• _Reading passage_:
——————

# superglue as temporary repair?



## mollmagee (Jun 15, 2006)

hi/leaving my driveway caught end of bumper on fencepost resulting with a piece about 6 inches snapping off rear bumper  (its on a 2005 ci carioca 656 incase anyone has a spare kickin about :wink: )think it will be hard to source another so before contactin insurance co.thought i would try and stick it back on. any recommendations re. superglues as i have never had any luck using them.cheers jim m











site admin note - moved to bodywork & trim, and more detail added in title.


----------



## motormouth (Jul 3, 2010)

Suggest you try a local bodyshop who do plastic repairs. I assume you still have the bit that snapped off.
Going through your insurance will probably cost you more by the time you pay the excess, and the hike in premiums for ALL your vehicles due to a claim being made.


----------



## brianamelia (Mar 17, 2008)

——————

• _Task prompt_: Carry on the forum thread about gluing back a snapped-off piece of bumper, starting right after its last line.

——————

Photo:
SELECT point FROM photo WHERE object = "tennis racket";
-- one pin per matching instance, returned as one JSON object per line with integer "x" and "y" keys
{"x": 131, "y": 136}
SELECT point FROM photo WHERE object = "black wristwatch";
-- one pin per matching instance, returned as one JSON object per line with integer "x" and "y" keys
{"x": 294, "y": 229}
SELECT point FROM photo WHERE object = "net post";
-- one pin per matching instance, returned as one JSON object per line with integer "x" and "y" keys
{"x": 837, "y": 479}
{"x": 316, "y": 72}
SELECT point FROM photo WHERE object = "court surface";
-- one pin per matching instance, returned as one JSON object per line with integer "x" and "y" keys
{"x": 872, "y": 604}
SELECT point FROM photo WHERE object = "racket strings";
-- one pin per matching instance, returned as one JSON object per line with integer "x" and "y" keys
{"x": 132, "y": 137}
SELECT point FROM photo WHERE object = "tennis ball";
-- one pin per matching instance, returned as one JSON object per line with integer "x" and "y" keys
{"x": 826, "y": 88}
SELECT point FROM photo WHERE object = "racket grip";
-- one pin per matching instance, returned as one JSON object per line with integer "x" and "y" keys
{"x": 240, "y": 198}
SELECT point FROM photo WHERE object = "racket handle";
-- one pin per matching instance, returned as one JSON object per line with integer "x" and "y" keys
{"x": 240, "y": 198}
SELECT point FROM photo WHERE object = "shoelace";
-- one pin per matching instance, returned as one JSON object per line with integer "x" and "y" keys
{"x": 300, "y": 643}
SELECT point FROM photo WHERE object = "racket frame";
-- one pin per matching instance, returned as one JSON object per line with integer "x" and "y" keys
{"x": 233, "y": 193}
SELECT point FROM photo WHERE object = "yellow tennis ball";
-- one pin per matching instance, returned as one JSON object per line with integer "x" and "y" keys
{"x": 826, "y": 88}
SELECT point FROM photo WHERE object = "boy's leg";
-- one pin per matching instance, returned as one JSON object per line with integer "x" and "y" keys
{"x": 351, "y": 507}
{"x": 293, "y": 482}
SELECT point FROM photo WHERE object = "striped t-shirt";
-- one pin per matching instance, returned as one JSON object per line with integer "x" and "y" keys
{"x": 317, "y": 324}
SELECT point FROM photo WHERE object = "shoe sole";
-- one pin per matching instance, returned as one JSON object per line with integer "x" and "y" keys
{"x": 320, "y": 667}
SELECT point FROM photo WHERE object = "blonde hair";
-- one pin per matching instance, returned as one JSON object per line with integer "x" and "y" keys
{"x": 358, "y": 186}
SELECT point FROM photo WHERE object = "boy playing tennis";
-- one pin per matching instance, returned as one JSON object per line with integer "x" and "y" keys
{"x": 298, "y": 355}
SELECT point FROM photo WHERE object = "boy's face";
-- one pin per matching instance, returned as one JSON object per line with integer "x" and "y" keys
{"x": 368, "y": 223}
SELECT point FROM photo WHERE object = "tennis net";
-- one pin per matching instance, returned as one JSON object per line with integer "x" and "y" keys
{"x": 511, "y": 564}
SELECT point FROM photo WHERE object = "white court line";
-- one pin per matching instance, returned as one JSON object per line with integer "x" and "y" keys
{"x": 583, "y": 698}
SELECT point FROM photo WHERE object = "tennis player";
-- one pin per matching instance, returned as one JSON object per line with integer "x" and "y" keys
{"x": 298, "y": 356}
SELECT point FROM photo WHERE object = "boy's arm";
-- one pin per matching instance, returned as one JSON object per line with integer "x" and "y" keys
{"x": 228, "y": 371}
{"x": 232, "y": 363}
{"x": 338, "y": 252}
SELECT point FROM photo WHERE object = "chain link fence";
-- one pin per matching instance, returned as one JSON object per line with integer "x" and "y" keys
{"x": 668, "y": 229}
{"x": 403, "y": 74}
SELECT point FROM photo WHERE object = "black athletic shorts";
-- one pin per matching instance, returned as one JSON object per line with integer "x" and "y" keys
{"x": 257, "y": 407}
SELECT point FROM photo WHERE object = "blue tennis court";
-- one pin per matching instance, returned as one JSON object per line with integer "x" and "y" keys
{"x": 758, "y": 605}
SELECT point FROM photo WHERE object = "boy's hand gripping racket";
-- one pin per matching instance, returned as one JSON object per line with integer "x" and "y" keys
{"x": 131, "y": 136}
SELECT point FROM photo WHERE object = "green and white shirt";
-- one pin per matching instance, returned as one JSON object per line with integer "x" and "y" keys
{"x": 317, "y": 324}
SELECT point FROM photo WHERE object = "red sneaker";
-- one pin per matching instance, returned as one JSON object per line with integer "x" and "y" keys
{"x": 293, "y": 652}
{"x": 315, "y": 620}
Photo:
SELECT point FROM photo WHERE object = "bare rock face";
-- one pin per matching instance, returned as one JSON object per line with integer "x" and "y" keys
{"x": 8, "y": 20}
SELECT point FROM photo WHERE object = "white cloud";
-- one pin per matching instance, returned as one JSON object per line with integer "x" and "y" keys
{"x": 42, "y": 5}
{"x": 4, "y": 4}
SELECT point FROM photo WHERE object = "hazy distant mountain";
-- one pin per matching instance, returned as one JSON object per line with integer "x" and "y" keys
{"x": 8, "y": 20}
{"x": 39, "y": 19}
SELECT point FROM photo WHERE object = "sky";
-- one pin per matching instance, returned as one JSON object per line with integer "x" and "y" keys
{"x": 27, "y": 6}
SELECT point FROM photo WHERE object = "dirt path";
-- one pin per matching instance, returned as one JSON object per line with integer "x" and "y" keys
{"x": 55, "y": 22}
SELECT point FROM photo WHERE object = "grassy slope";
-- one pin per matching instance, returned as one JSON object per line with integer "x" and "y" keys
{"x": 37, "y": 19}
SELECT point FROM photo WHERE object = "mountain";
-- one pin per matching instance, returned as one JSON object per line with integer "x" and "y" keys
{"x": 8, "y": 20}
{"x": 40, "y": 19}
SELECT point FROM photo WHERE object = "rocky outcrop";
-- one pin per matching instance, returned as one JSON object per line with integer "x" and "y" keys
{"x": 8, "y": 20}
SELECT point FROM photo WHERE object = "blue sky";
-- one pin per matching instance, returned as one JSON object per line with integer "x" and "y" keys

——————

• _Exercise output_:
*Re: superglue*



mollmagee said:


> hi/leaving my driveway caught end of bumper on fencepost resulting with a piece about 6 inches snapping off rear bumper  (its on a 2005 ci carioca 656 incase anyone has a spare kickin about :wink: )think it will be hard to source another so before contactin insurance co.thought i would try and stick it back on. any recommendations re. superglues as i have never had any luck using them.cheers jim m


Is It plastic or glass fibre?
Bri


----------



## erneboy (Feb 8, 2007)

A photo would help. Is it broken and ragged or did a whole piece just pop off. If the latter it shouldn't be too difficult to fix, Alan.


----------



## mollmagee (Jun 15, 2006)

its plastic brian


----------



## brianamelia (Mar 17, 2008)

*reply*



mollmagee said:


> its plastic brian


Super glue will stick most plastics as long as its silicon free but if its black plastic it will tend to turn the join grey
Bri


----------



## mollmagee (Jun 15, 2006)

any particular one you would recommend brian


----------



## brianamelia (Mar 17, 2008)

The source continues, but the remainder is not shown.